● What to produce: Gather every line of the items below that contains the word "window", treating uppercase and lowercase as different.

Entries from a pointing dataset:
———

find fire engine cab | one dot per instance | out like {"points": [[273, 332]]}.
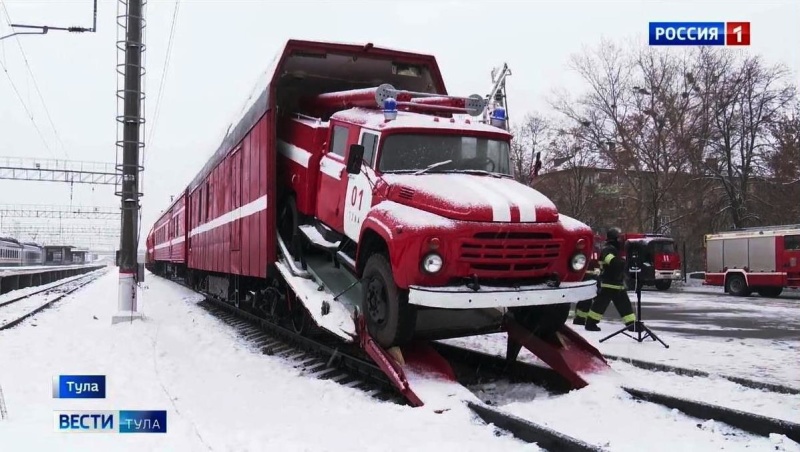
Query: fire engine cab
{"points": [[424, 207], [764, 260]]}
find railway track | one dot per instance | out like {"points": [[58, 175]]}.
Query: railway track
{"points": [[16, 310], [784, 296], [322, 356]]}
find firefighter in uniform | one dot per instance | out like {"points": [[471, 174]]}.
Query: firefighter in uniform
{"points": [[612, 285]]}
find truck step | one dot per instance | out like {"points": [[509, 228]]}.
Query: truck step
{"points": [[317, 239]]}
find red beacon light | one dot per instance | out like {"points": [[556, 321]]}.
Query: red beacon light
{"points": [[389, 109]]}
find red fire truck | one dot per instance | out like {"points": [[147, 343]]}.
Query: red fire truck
{"points": [[764, 260], [348, 189]]}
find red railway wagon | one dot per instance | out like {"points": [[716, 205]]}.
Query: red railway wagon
{"points": [[166, 242]]}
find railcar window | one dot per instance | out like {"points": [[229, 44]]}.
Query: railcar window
{"points": [[339, 140]]}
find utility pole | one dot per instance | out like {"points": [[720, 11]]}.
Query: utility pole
{"points": [[131, 119]]}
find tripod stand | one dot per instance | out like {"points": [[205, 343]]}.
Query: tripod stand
{"points": [[641, 330]]}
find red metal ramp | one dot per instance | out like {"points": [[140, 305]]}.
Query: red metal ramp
{"points": [[568, 353]]}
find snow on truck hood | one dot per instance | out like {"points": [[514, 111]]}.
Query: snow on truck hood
{"points": [[470, 197]]}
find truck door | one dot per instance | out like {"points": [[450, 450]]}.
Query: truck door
{"points": [[333, 179], [358, 196], [791, 258]]}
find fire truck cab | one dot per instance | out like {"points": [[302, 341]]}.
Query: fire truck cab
{"points": [[764, 260], [423, 208]]}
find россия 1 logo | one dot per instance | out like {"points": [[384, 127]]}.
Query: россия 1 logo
{"points": [[699, 33]]}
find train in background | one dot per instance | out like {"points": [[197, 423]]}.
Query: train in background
{"points": [[14, 253]]}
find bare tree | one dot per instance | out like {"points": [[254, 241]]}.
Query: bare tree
{"points": [[530, 136], [742, 100], [635, 112], [779, 196], [572, 171]]}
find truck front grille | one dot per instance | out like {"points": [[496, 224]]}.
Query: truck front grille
{"points": [[510, 254]]}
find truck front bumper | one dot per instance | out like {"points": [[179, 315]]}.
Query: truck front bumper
{"points": [[462, 297], [668, 274]]}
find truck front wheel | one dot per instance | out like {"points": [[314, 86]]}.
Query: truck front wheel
{"points": [[390, 319], [770, 292]]}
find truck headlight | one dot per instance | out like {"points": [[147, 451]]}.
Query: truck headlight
{"points": [[578, 262], [432, 263]]}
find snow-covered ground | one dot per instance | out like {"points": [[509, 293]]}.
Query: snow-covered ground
{"points": [[222, 394], [696, 340]]}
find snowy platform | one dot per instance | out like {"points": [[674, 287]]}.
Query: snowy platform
{"points": [[219, 392], [15, 278]]}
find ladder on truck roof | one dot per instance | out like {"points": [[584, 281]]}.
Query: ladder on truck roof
{"points": [[386, 97], [769, 228], [497, 96]]}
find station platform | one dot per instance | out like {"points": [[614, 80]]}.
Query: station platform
{"points": [[13, 278]]}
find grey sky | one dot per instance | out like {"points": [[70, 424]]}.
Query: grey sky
{"points": [[221, 47]]}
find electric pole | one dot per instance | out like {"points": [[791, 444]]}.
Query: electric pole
{"points": [[131, 119]]}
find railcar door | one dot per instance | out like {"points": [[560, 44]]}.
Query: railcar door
{"points": [[236, 202], [333, 180]]}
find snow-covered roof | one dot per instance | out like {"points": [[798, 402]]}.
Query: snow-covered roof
{"points": [[298, 51], [374, 119], [755, 232]]}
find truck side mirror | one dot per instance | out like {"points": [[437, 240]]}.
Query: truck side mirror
{"points": [[355, 159]]}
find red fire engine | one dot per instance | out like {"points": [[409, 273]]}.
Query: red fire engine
{"points": [[764, 260], [333, 198]]}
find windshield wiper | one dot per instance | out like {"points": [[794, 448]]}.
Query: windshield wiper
{"points": [[479, 172], [435, 165]]}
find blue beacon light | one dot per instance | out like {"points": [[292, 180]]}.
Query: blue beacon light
{"points": [[498, 118], [390, 109]]}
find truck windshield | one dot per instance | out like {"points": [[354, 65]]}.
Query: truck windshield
{"points": [[415, 152], [663, 247]]}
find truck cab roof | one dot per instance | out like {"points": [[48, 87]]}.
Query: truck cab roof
{"points": [[374, 119]]}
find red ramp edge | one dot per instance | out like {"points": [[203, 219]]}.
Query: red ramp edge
{"points": [[569, 357], [390, 367]]}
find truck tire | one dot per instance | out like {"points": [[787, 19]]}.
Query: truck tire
{"points": [[770, 292], [390, 319], [663, 284], [738, 286]]}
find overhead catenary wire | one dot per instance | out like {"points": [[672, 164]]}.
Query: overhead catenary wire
{"points": [[36, 86], [161, 83]]}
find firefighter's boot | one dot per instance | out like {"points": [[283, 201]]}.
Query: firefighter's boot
{"points": [[591, 325]]}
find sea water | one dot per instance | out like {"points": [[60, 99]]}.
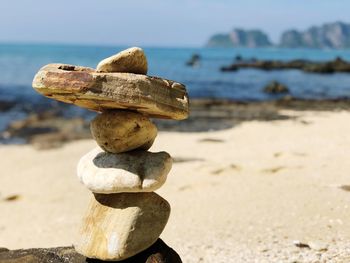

———

● Answer to this task:
find railcar window | one dot per instance | out like {"points": [[229, 44]]}.
Query: railcar window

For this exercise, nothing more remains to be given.